>> Begin Exercise material
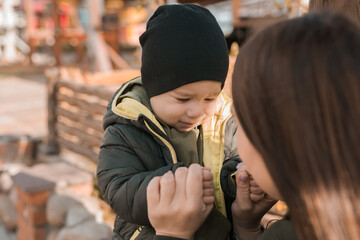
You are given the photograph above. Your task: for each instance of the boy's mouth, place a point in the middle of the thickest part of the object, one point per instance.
(188, 125)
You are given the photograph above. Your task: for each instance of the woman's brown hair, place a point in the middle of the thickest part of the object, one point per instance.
(296, 91)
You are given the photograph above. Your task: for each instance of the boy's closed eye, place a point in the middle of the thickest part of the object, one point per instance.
(182, 99)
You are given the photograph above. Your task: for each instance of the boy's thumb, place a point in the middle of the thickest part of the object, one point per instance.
(242, 182)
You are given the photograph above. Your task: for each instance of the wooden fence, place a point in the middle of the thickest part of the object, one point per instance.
(76, 106)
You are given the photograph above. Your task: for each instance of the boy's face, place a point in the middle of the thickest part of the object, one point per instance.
(188, 106)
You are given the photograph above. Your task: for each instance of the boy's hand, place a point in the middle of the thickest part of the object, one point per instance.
(176, 204)
(208, 194)
(249, 206)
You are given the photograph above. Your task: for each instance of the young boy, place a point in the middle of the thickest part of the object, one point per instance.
(174, 115)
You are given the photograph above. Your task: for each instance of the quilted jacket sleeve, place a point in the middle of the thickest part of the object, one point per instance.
(129, 158)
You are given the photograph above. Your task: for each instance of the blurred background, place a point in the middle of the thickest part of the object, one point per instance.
(60, 63)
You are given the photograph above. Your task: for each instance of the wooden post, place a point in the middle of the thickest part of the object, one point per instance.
(52, 76)
(349, 7)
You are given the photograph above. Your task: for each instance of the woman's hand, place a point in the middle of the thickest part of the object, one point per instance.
(250, 205)
(178, 203)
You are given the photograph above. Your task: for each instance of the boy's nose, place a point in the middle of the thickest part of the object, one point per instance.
(196, 110)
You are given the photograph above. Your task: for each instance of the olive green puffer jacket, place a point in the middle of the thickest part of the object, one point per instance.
(135, 148)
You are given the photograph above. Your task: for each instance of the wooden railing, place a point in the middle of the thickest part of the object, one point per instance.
(76, 106)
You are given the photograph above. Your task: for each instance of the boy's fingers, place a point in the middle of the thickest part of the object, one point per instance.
(208, 192)
(256, 190)
(194, 183)
(208, 184)
(207, 175)
(242, 183)
(180, 183)
(153, 192)
(209, 200)
(256, 197)
(167, 188)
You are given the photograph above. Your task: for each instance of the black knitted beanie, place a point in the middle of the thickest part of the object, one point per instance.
(182, 44)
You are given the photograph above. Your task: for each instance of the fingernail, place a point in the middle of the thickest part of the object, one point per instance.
(244, 178)
(239, 165)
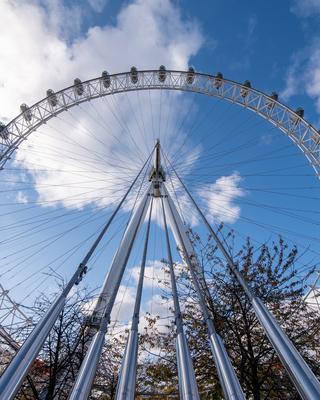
>> End Exercise material
▸ **Task objective**
Pick out every line in the records above that contains the word "woman", and copy each of those lines.

▸ **Result of the exercise**
You are given the photograph above. Your task: for each instance of the woman's brown hair, place a point in the middle of the thickest part of the object, one point per instance.
You are given the photograph above. Your task: for each instance of the woman's hand, place a point in the middle of the thickest part of the object, one point per instance.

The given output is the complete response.